REQUIREMENT - Output every line of the records below verbatim, leaving out the pictures.

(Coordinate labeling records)
____________________

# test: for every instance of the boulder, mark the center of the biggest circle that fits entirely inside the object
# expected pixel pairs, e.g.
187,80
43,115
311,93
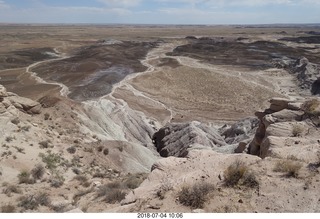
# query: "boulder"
278,104
3,91
240,131
25,104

____________________

EXPECTED ANSWER -
# test: for every instance of the boulder, mark the center of the biggest circle that fits entirely inside the object
# expected pixel pairs, e.g.
187,80
43,115
311,93
# query: "boulder"
278,104
3,91
240,131
25,104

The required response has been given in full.